El sistema federal argentino exhibe tensiones de diferente tenor reactualizando la discusión sobre el desempeño práctico de las complejas relaciones entre nación y provincias desde la reinstalación de la democracia. En un libro reciente que vale la pena leer, como en la conferencia que pronunció en la Facultad de Derecho de la Universidad Nacional de Cuyo, Natalio Botana hizo hincapié en las variantes históricas y contemporáneas del régimen federal concluyendo que se trata de un “federalismo maltrecho” en cuanto patentiza la desigual representación de las provincias en el Congreso, profundiza los desequilibrios regionales en materia de ingresos y entroniza el decisionismo presidencial en factótum primordial del malogrado desempeño de nuestra democracia republicana. Tales resultados lo condujeron a postular la urgencia de promover un nuevo pacto federal, pendiente desde la reforma constitucional de 1994, con el fin de recomponer el equilibrio entre las partes, es decir, entre “el gigante de dos cabezas”, la provincia de Buenos Aires y su conurbano, y el resto del país.
En esa lectura Botana no está solo: la desigualdad social, económica, fiscal y legislativa ha ganado terreno entre historiadores y cientistas sociales con el ánimo de crear opinión favorable a favor de reformas político-institucionales y fiscales. Algunos promueven la división de la provincia de Buenos Aires sin desconocer las enormes dificultades que dicha ingeniería política e institucional obtendría en función no sólo de los criterios, sino de las múltiples implicancias que en materia de servicios públicos y jurisdicciones deberían ser trastocadas. Ubicado el debate en el plano teórico o conjetural pero carente aún, como destaca Gervasoni, de “entrepeneurs territoriales” con voluntad y poder político suficiente para gestionarlo, el diagnóstico no resulta ajeno a un cuadro de situación derivado del desempeño federal y electoral de la era democrática que develó, entre otras cosas, el impacto de las políticas de descentralización administrativa de los años noventa que transformó la cadena de intermediación política-territorial y afectó el papel de los gobernadores en beneficio de los intendentes, la desnacionalización del sistema de partidos que sucedió a la crisis del 2001 y la eclosión de identidades provinciales en las formas de entendimiento y confrontación entre provincias y entre provincias y nación.

* [LISTADO DE DATOS]
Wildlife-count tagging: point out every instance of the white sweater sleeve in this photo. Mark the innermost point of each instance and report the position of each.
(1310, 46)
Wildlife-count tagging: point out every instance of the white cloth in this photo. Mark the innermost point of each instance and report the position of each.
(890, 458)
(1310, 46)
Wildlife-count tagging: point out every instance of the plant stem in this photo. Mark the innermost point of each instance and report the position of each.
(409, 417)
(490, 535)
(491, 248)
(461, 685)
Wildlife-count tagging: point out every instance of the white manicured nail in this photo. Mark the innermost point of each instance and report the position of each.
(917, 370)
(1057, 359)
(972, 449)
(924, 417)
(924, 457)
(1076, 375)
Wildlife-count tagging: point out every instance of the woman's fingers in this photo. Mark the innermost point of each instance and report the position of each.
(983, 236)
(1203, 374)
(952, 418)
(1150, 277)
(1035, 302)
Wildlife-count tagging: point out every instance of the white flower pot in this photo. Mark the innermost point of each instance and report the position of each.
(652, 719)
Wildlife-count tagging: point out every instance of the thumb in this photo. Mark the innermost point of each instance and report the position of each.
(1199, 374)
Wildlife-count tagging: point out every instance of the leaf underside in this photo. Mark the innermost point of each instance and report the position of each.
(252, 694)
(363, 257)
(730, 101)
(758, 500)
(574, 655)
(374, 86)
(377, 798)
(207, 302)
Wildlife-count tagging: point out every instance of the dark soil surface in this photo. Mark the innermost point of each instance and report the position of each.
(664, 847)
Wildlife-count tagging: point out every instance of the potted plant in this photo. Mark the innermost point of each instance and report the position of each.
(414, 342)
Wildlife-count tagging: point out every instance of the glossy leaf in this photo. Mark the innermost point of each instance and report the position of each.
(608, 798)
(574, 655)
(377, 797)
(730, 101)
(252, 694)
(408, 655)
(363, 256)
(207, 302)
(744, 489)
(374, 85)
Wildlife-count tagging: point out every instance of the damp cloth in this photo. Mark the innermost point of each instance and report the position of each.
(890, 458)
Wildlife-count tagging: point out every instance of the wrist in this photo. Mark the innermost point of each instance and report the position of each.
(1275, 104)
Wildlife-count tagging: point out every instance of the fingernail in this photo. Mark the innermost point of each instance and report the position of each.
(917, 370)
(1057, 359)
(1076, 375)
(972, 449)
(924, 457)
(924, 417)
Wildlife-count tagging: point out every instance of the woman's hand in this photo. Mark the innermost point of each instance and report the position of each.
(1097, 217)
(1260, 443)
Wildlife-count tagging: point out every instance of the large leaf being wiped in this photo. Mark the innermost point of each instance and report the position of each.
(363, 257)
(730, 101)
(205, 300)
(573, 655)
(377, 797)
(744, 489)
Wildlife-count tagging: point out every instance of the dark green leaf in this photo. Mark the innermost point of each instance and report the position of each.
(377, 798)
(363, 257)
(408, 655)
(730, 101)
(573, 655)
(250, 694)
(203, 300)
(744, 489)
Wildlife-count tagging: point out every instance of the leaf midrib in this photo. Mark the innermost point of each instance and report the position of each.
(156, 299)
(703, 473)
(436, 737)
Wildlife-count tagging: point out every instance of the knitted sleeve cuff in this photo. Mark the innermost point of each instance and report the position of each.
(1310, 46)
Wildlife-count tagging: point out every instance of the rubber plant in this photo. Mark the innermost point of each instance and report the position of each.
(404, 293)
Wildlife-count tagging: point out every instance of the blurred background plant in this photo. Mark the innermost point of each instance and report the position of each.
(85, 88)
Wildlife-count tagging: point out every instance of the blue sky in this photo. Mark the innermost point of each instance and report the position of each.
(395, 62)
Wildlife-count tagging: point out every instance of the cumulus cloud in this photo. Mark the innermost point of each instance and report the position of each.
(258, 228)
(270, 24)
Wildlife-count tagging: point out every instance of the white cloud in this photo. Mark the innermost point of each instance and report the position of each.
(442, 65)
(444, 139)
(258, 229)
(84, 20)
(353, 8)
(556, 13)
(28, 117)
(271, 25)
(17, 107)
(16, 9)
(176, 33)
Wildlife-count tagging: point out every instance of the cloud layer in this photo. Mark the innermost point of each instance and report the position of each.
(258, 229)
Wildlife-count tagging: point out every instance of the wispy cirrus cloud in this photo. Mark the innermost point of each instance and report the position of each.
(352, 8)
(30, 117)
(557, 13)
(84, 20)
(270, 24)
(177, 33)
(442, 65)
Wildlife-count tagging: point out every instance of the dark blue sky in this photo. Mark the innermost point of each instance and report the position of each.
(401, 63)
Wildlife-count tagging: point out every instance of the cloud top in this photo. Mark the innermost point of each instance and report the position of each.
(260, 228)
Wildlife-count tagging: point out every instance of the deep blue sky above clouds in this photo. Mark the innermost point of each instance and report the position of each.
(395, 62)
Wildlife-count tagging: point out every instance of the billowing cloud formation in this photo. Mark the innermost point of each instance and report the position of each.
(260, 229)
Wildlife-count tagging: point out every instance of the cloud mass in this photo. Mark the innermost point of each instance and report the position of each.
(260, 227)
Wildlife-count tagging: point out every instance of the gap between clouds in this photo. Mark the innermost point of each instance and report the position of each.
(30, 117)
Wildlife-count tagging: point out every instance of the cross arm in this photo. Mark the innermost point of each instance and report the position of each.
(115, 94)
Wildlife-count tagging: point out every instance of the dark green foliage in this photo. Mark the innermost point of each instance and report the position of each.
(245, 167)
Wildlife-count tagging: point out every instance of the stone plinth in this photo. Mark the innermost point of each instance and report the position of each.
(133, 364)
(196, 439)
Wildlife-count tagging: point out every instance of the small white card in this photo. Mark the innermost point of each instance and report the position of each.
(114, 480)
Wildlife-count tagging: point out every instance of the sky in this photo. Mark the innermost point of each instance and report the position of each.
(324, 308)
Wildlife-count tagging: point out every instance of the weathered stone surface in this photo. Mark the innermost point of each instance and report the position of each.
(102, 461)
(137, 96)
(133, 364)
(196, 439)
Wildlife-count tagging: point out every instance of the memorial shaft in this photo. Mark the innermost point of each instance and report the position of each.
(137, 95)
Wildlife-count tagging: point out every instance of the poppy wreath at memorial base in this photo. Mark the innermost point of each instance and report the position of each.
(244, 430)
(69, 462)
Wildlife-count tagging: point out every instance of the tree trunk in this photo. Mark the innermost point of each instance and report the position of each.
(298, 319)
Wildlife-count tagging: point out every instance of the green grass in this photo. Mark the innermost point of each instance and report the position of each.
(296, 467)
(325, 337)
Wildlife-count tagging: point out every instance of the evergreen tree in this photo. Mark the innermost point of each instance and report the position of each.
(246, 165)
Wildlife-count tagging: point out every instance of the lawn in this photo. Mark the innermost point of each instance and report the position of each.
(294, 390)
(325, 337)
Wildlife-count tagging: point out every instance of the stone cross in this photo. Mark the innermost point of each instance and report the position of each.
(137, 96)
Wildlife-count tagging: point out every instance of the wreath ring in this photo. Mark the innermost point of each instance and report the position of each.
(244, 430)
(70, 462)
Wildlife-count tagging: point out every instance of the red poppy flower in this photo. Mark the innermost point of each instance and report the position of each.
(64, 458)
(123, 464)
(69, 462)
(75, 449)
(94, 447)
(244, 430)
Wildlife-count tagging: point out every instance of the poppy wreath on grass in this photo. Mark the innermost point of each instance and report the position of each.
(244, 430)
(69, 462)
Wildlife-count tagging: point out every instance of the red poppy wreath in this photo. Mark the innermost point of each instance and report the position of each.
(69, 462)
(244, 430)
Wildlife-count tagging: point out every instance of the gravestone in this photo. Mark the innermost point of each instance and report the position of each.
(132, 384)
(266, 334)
...
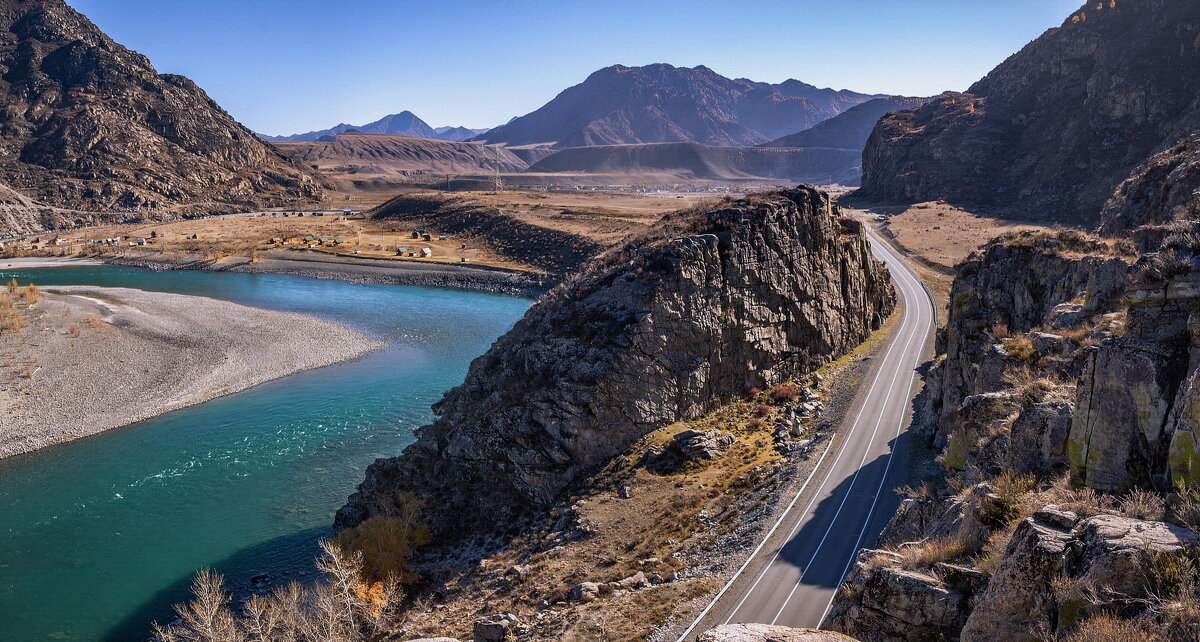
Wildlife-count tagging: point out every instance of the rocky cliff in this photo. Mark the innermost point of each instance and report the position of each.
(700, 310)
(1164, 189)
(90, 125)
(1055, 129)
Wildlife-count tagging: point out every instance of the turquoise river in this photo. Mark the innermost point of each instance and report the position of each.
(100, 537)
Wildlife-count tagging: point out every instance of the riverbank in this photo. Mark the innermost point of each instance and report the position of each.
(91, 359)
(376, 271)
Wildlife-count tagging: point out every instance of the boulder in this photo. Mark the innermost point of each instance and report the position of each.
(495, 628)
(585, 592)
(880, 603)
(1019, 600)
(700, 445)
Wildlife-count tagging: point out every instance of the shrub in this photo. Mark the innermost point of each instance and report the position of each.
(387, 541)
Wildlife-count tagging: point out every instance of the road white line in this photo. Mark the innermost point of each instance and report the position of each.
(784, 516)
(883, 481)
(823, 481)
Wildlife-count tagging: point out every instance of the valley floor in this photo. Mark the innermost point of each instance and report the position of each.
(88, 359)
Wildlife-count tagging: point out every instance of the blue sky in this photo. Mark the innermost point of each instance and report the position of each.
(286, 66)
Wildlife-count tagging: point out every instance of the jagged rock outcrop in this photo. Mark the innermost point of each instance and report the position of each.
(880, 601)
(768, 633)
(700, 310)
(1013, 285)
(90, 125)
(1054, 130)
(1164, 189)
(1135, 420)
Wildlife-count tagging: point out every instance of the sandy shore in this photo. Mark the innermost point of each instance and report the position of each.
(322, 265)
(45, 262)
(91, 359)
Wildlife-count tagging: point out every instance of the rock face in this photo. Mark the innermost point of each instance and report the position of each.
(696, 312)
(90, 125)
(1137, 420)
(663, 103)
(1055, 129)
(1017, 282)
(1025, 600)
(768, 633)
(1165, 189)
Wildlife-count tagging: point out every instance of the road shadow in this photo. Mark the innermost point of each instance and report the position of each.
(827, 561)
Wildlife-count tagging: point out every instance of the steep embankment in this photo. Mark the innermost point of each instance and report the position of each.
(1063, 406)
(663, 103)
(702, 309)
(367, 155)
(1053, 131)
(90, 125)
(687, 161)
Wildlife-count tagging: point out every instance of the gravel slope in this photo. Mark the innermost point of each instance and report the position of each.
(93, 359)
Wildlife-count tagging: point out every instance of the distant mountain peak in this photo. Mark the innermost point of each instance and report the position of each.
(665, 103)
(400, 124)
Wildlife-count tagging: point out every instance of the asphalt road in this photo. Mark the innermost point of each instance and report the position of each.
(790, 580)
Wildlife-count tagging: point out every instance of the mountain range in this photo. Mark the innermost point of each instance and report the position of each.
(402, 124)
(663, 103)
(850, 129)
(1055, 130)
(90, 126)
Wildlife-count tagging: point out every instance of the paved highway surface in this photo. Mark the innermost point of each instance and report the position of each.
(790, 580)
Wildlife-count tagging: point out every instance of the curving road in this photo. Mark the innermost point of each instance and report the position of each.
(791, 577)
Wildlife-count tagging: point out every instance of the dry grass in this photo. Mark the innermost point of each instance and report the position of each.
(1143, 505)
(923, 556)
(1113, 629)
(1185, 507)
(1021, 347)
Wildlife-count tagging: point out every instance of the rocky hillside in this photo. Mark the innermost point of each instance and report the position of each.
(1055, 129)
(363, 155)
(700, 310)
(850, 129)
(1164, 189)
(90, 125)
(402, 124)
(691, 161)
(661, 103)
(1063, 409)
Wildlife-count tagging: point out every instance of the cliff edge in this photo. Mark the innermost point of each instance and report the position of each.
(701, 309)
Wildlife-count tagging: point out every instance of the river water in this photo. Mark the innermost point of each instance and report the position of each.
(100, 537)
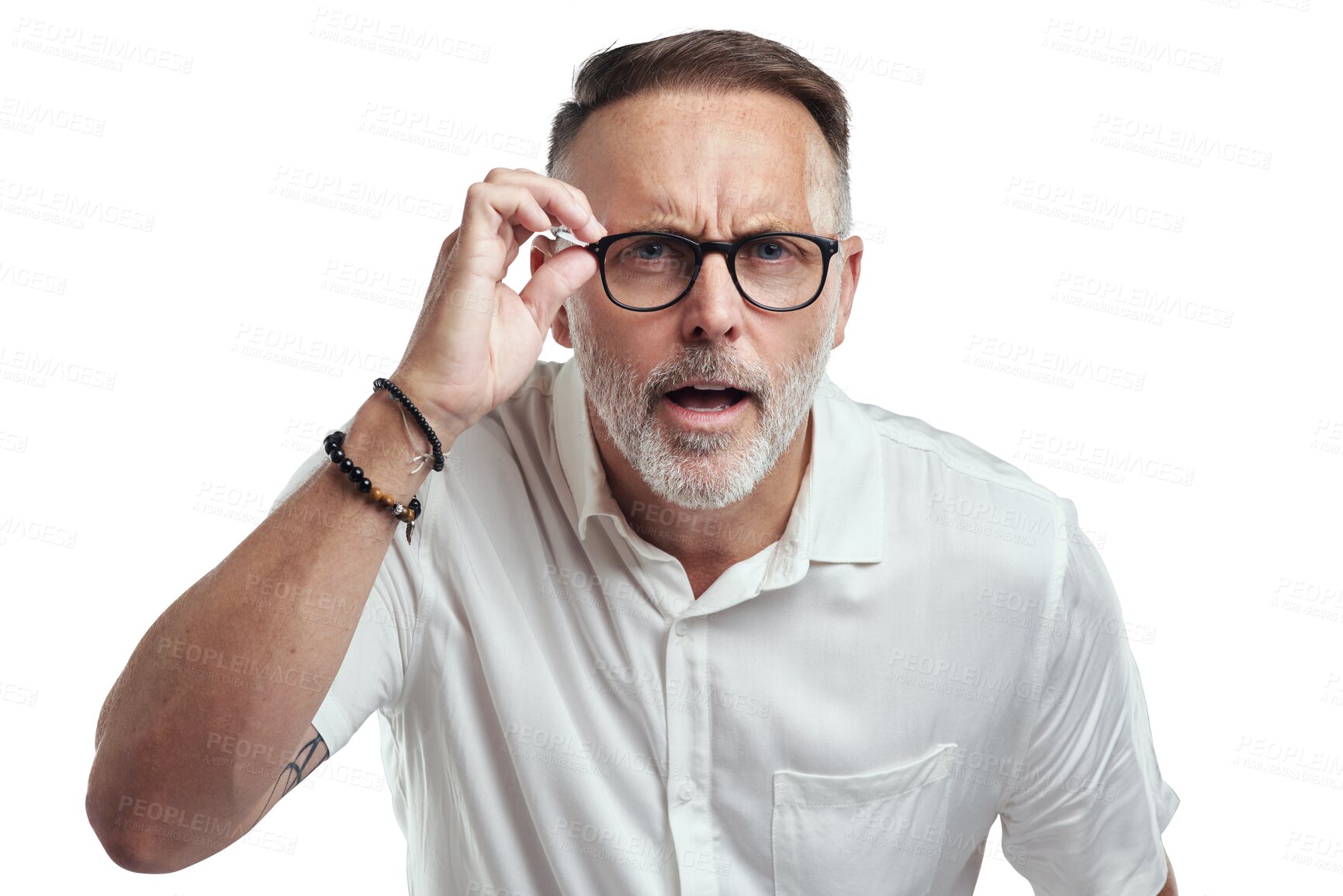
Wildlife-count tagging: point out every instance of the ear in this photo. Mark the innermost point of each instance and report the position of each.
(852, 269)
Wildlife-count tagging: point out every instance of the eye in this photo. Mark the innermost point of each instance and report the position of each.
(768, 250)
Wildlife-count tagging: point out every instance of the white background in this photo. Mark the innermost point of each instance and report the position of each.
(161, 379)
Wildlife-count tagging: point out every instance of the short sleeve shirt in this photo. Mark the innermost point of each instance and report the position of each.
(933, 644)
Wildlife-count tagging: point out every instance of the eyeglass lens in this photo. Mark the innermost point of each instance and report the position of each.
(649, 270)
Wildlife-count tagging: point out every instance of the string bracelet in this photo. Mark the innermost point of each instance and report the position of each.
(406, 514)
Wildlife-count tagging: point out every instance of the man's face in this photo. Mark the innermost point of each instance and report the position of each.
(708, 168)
--
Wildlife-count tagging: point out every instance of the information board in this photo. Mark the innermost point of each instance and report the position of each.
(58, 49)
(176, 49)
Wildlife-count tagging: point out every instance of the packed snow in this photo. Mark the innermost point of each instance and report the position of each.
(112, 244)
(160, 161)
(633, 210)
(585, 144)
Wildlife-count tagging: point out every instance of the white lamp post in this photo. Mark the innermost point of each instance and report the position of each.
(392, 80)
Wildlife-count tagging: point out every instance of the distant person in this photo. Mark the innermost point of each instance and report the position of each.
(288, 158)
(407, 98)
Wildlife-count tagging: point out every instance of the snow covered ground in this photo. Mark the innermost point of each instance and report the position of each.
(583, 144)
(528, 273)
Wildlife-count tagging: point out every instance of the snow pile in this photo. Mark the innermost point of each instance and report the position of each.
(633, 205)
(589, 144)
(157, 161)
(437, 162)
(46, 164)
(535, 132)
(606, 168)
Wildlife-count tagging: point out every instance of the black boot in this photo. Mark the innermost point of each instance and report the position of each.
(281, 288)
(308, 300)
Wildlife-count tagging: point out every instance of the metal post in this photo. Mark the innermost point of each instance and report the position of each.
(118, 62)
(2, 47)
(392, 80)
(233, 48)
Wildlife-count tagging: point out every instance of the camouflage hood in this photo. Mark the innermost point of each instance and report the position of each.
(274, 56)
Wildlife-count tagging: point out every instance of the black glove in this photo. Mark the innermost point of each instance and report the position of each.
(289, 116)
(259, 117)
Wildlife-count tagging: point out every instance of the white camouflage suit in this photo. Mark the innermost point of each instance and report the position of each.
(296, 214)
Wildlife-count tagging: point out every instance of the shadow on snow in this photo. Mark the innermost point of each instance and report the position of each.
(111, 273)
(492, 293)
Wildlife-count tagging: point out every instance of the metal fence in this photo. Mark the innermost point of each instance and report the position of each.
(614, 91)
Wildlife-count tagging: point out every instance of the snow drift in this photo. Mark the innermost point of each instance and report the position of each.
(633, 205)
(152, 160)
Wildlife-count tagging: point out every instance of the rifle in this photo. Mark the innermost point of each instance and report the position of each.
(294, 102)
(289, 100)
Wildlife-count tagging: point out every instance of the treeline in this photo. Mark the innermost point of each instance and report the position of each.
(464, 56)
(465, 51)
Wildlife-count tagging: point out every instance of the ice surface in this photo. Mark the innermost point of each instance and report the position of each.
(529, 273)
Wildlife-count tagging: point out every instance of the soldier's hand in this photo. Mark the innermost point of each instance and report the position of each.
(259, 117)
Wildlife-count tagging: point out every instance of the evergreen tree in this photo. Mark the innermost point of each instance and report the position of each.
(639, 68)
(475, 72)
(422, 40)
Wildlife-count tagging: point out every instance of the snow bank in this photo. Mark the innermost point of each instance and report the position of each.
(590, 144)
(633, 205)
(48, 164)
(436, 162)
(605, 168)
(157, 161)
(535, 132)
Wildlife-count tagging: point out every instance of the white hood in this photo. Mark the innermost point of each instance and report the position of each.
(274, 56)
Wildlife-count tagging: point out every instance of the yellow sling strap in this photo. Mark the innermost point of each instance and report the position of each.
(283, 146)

* [PROBLEMAS POR RESOLVER]
**A)** ¿Concuerdan con el texto sobre el federalismo argentino estas afirmaciones: (i) según Botana, el nuevo pacto federal está pendiente desde la reforma constitucional de 1994; (ii) la descentralización administrativa de los años noventa reforzó el papel de los gobernadores frente a los intendentes; (iii) según Gervasoni, el debate ya cuenta con actores territoriales con poder político suficiente para gestionarlo? Para cada una, responde sí o no y cita textualmente las palabras del texto que lo deciden.
**B)** ¿Puedes continuar el texto sobre el federalismo argentino a partir de su última oración?
Los registros proceden de una fuente distinta del texto.

* [RESPUESTAS DEL EJERCICIO]
**A)**
(i) Sí: «promover un nuevo pacto federal, pendiente desde la reforma constitucional de 1994».
(ii) No: «afectó el papel de los gobernadores en beneficio de los intendentes».
(iii) No: «carente aún, como destaca Gervasoni, de “entrepeneurs territoriales” con voluntad y poder político suficiente para gestionarlo».

**B)**
Allí la clásica distinción entre centro y periferia no parece mostrar una sola dirección, sino que exhibe relaciones más complejas, aun aceptando el grado de dependencia de cada retazo provincial a condicionantes fiscales de ningún modo nuevos que exhiben la limitada autonomía o capacidad de recaudación de los gobiernos provinciales, agravada por el impacto de la crisis sanitaria.
Aun así, el desempeño práctico del régimen federal pone de relieve la capacidad de acción o intervención de las dirigencias provinciales en el curso de un ciclo político inédito caracterizado por la regularidad de las elecciones y el ciclo de reformas constitucionales que precedió y sucedió a la reforma de la constitución nacional de 1994. No está de más recordar que hasta 1983 la totalidad de las constituciones provinciales impedían la reelección del gobernador, lo que prefiguraba la fisonomía de sus carreras políticas y condicionaba el margen de maniobra con el gobierno nacional. Veinte años después el panorama se modificó cuando la mayoría de las provincias, con la excepción de Santa Fe y Mendoza, instituyeron la reelección indefinida o limitada de los gobernadores quienes suelen ser los que ejercen las jefaturas de los partidos provinciales habilitándolos a controlar el territorio mediante una extendida y estable red de liderazgos locales, intervenir en las listas de candidatos a ocupar escaños en el Congreso y reclamar o gestionar por la vía formal e informal recursos coparticipables o discrecionales con mayor o menor éxito, según el grado de proximidad con el gobierno nacional y la cultura institucional en la que cada gestión gubernamental se haya inscripta.
En ocasiones tales dinámicas han sido objeto de polémicas y análisis poco optimistas sobre el papel del federalismo en la promoción de procesos de democratización y ciudadanización. No obstante, la fisonomía y funcionamiento de los subsistemas políticos provinciales exhiben piezas del mosaico común y distinto a la vez que tracciona el vínculo entre nación y provincias erigiendo a la política como principal arena de resolución de negociación o confrontación entre las partes. En cualquiera de los casos, la dualidad institucional que vitaliza el régimen federal instituye a los gobiernos y dirigencias provinciales en artífices y no meros espectadores del juego de poder asimétrico y selectivo que arbitra o regula las relaciones con el gobierno general que declinó la intervención federal para domesticar poderes locales díscolos o faccionalizados.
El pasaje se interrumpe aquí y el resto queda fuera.